Name every person identified by name in the news report below on federal loans to the oil industry, together with the title the report gives each one.

Text for analysis
■ ■ ■ ■
WASHINGTON (Bloomberg) –The Trump administration may announce as soon as Thursday a plan to offer loans to the ailing oil industry possibly in exchange for a financial stake, according to two people familiar with the matter.
Treasury Secretary Steven Mnuchin and Energy Secretary Dan Brouillette have already briefed President Donald Trump on a plan to provide financial aid to oil drillers beset by a historic crash in prices, the people said. Brouillette, during a conference call Tuesday with an industry group, said Mnuchin was leaning toward aid that includes two separate programs — bridge loans and emergency lending authority through the U.S. Federal Reserve — designed to help smaller and medium sized companies.
“This is not going to be a bailout,” Mnuchin told reporters in the White House Wednesday. He said a team at both the Treasury and the Energy department are talking with people around the world and are considering “a lot of different strategies.”
Trump said an announcement would come “shortly.”
■ ■ ■ ■
Records shown
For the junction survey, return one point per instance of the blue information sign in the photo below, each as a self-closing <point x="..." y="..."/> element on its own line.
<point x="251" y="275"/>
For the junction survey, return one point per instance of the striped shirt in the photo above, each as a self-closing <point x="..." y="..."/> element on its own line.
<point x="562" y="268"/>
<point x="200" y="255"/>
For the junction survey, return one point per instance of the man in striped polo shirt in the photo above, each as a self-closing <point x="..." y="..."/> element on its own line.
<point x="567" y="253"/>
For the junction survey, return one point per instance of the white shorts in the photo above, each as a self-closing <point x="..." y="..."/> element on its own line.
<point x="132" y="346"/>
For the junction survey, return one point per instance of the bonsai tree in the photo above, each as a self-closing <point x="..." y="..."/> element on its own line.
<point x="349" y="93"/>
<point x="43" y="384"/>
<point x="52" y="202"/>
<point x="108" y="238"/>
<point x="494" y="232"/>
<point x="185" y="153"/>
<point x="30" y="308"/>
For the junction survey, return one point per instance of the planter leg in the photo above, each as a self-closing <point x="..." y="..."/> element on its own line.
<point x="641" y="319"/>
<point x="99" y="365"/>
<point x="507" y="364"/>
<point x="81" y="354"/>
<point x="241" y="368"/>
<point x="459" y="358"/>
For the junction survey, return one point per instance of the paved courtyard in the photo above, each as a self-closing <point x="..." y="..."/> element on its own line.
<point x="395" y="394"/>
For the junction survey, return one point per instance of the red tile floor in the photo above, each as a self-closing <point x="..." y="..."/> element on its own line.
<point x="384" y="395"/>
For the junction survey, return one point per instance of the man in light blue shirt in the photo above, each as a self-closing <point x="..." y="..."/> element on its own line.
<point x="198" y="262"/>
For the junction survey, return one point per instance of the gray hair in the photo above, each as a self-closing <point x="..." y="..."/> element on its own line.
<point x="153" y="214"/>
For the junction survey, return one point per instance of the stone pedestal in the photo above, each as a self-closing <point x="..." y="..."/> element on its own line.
■ ■ ■ ■
Result of this exercise
Steven Mnuchin, Treasury Secretary
Dan Brouillette, Energy Secretary
Donald Trump, President